Records provided>
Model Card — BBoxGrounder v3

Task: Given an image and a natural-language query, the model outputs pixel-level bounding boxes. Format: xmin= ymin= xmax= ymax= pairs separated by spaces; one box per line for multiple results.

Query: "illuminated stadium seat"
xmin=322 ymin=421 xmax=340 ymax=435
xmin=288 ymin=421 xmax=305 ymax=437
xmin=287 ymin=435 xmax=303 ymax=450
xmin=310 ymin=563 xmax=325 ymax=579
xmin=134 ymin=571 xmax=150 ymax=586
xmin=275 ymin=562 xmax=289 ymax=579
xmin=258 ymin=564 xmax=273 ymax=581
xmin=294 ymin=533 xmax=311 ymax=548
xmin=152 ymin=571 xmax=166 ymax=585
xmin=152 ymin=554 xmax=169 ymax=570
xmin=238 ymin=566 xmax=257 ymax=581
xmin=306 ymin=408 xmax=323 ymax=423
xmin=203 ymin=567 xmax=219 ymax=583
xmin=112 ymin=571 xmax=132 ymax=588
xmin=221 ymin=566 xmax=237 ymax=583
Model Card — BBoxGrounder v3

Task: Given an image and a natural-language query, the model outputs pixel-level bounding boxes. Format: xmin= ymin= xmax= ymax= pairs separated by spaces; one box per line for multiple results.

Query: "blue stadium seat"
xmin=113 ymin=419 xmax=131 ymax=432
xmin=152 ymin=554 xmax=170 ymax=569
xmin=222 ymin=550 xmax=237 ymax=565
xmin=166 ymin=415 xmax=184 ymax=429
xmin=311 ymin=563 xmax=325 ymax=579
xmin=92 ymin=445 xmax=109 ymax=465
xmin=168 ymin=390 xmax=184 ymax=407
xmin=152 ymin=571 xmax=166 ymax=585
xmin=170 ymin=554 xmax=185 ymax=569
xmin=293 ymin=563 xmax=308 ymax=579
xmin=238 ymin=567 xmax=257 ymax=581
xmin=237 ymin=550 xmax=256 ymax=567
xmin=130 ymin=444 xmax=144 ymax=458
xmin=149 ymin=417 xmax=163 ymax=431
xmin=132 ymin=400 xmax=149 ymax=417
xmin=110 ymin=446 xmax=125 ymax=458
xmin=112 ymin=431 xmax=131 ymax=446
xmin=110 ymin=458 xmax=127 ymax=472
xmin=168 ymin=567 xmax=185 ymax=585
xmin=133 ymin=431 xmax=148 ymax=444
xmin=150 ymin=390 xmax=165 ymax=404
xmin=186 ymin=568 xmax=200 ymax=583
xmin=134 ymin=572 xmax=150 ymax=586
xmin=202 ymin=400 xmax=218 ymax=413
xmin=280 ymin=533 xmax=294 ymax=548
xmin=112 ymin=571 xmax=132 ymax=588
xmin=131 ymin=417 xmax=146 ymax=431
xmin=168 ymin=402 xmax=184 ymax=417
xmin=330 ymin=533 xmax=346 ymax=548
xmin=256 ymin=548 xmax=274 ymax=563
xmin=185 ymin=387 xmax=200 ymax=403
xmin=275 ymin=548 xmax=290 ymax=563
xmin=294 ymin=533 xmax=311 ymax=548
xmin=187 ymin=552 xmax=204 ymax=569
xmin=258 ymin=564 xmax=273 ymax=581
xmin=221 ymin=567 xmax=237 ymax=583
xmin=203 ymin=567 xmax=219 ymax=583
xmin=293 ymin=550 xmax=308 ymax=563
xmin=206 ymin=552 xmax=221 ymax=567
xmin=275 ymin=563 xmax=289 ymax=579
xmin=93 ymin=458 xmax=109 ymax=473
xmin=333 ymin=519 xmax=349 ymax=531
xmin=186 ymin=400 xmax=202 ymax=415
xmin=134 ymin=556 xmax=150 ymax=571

What the task requires> Reproduce all of the material above, substituting "arena chair" for every occurrence of "stadium seat" and leaving everything else unchanged.

Expected answer>
Model Card — BBoxGrounder v3

Task: Given an image and a natural-language query, the model outputs pixel-level bounding boxes. Format: xmin= ymin= xmax= ymax= pairs separated by spaces; one box per line for multiple results.

Query: "illuminated arena chair"
xmin=322 ymin=421 xmax=340 ymax=435
xmin=288 ymin=421 xmax=305 ymax=437
xmin=287 ymin=435 xmax=303 ymax=450
xmin=310 ymin=563 xmax=325 ymax=579
xmin=134 ymin=571 xmax=150 ymax=586
xmin=275 ymin=562 xmax=289 ymax=579
xmin=258 ymin=564 xmax=273 ymax=581
xmin=294 ymin=533 xmax=311 ymax=548
xmin=152 ymin=571 xmax=166 ymax=585
xmin=152 ymin=554 xmax=169 ymax=570
xmin=238 ymin=566 xmax=257 ymax=581
xmin=306 ymin=408 xmax=323 ymax=423
xmin=203 ymin=567 xmax=219 ymax=583
xmin=112 ymin=571 xmax=132 ymax=588
xmin=221 ymin=566 xmax=237 ymax=583
Model Card — BBoxGrounder v3

Task: Given an image and a natural-language query, the model outputs pixel-level bounding boxes. Format: xmin= ymin= xmax= ymax= pairs separated by spaces; one box per line for multiple results.

Query: "blue arena chair"
xmin=113 ymin=419 xmax=131 ymax=432
xmin=152 ymin=554 xmax=170 ymax=569
xmin=222 ymin=550 xmax=237 ymax=565
xmin=166 ymin=415 xmax=184 ymax=429
xmin=311 ymin=563 xmax=325 ymax=579
xmin=92 ymin=445 xmax=109 ymax=465
xmin=168 ymin=390 xmax=184 ymax=407
xmin=152 ymin=571 xmax=166 ymax=585
xmin=170 ymin=554 xmax=185 ymax=569
xmin=293 ymin=563 xmax=308 ymax=579
xmin=238 ymin=567 xmax=257 ymax=581
xmin=237 ymin=550 xmax=256 ymax=567
xmin=130 ymin=444 xmax=144 ymax=458
xmin=149 ymin=417 xmax=163 ymax=431
xmin=132 ymin=400 xmax=149 ymax=417
xmin=110 ymin=446 xmax=125 ymax=458
xmin=112 ymin=431 xmax=131 ymax=446
xmin=110 ymin=458 xmax=127 ymax=472
xmin=168 ymin=567 xmax=185 ymax=585
xmin=133 ymin=431 xmax=148 ymax=444
xmin=150 ymin=390 xmax=165 ymax=404
xmin=186 ymin=568 xmax=200 ymax=583
xmin=134 ymin=572 xmax=150 ymax=586
xmin=202 ymin=400 xmax=218 ymax=413
xmin=280 ymin=533 xmax=294 ymax=548
xmin=112 ymin=571 xmax=132 ymax=588
xmin=131 ymin=417 xmax=146 ymax=431
xmin=168 ymin=402 xmax=184 ymax=417
xmin=330 ymin=533 xmax=346 ymax=548
xmin=256 ymin=548 xmax=274 ymax=563
xmin=185 ymin=387 xmax=200 ymax=403
xmin=275 ymin=548 xmax=290 ymax=563
xmin=294 ymin=533 xmax=311 ymax=548
xmin=187 ymin=552 xmax=204 ymax=569
xmin=258 ymin=564 xmax=273 ymax=581
xmin=221 ymin=567 xmax=237 ymax=583
xmin=203 ymin=567 xmax=219 ymax=583
xmin=293 ymin=550 xmax=308 ymax=563
xmin=206 ymin=552 xmax=221 ymax=567
xmin=275 ymin=563 xmax=289 ymax=579
xmin=93 ymin=458 xmax=109 ymax=473
xmin=333 ymin=519 xmax=349 ymax=531
xmin=186 ymin=400 xmax=202 ymax=415
xmin=134 ymin=556 xmax=150 ymax=571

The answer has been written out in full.